++++ RECORDS SUPPLIED ++++

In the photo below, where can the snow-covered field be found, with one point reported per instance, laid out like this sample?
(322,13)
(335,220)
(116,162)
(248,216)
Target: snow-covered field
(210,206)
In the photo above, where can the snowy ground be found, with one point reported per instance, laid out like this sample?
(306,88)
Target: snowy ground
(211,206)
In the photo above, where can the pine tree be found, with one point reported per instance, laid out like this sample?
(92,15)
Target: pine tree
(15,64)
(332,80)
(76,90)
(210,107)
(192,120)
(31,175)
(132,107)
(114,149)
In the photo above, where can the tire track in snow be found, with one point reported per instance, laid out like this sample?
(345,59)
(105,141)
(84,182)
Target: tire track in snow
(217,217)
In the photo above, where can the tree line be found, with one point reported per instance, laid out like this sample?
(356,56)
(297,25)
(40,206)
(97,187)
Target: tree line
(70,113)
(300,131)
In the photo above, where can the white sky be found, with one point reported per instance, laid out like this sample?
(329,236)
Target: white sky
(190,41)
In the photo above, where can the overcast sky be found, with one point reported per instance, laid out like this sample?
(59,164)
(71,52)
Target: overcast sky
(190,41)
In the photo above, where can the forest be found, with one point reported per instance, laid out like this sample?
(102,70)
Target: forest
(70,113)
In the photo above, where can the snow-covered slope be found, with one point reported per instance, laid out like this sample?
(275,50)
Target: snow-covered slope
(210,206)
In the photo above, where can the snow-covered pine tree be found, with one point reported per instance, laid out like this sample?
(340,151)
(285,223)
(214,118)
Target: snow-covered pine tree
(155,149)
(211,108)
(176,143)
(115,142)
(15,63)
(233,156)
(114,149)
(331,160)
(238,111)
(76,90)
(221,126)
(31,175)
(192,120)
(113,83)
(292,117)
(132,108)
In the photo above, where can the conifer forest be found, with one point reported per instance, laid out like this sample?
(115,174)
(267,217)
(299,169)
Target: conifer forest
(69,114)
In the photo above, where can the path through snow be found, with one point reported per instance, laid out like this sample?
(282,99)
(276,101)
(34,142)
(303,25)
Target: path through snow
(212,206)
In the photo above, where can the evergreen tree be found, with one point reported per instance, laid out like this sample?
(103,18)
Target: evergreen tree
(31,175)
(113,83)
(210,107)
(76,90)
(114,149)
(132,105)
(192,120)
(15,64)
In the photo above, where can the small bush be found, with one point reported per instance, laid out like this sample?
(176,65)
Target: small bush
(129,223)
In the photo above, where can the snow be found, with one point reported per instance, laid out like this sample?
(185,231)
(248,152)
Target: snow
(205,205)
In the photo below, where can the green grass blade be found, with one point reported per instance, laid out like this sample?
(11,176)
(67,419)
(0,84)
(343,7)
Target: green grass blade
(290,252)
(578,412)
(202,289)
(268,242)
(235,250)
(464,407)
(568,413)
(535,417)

++++

Copy all of the entries above word for word.

_FULL OUTPUT:_
In the photo below, where can the snow-covered field be found, with one point reported per instance, laid out like this sample?
(322,13)
(335,220)
(116,162)
(248,216)
Target: snow-covered field
(210,206)
In the photo above, where can the snowy ground be found, with one point reported per instance, laid out like this sample?
(306,88)
Target: snowy ground
(211,206)
In the photo above, where can the pine tree be found, with one point reported per instance, laid out like this sample?
(92,15)
Target: pine tree
(15,64)
(332,80)
(76,90)
(210,107)
(192,120)
(31,175)
(132,107)
(114,149)
In the photo above, where can the tire track in snow be found, with one point reported per instance, laid out like this sample?
(345,59)
(105,141)
(84,182)
Target: tire track in snow
(217,217)
In the photo above, where can the tree line be found, with one point reported per instance, laid out like this sample?
(356,56)
(297,25)
(40,206)
(97,187)
Target: tree line
(70,113)
(300,131)
In the photo above, where can the white sky be found, with one point reported per instance, laid out like this sample?
(329,236)
Target: white sky
(190,41)
In the photo above, where can the overcast sky be found, with one point reported per instance, laid out like this sample?
(59,164)
(71,52)
Target: overcast sky
(190,41)
In the photo above, where can the forest be found, with one point reported per instance, laid out like this sample?
(102,70)
Target: forest
(70,113)
In the photo above, where can the snow-covered slope be found, with one point reported per instance, laid out like this sample?
(275,50)
Target: snow-covered slope
(210,206)
In the photo above, where can the snow-covered pine tree be found, with one point reported per instance, laid out like this sample?
(340,151)
(285,223)
(214,118)
Target: snow-covered pine tree
(155,149)
(211,108)
(176,143)
(115,142)
(15,63)
(233,156)
(114,149)
(331,160)
(238,111)
(76,90)
(221,126)
(31,175)
(192,120)
(113,83)
(292,117)
(132,108)
In the photo above, where can the conifer forest be found, with one point reported per instance, laid out like this sample?
(115,174)
(267,217)
(299,169)
Target: conifer forest
(69,114)
In the photo above, where can the path through snow be found, with one point reported per instance, laid out like this sample?
(282,99)
(276,101)
(34,142)
(303,25)
Target: path through snow
(212,206)
In the photo above, where can the evergreen tree be found, with one point reported per instance, laid out like this sample?
(103,18)
Target: evergreen tree
(31,175)
(113,83)
(210,107)
(76,90)
(114,149)
(132,105)
(192,120)
(15,64)
In the photo above, where can the small bush be found, with one point reported per instance, laid out like this sample?
(176,65)
Target: small bush
(129,223)
In the photo above, where can the snow be found, with one point reported per instance, laid out like this sample?
(185,231)
(248,152)
Target: snow
(205,205)
In the photo below, where can the green grass blade be found, with one point reported per instance, laid out like this sample?
(11,176)
(67,419)
(0,84)
(343,7)
Target: green grass blade
(290,252)
(578,412)
(202,289)
(268,242)
(235,250)
(464,407)
(568,413)
(535,417)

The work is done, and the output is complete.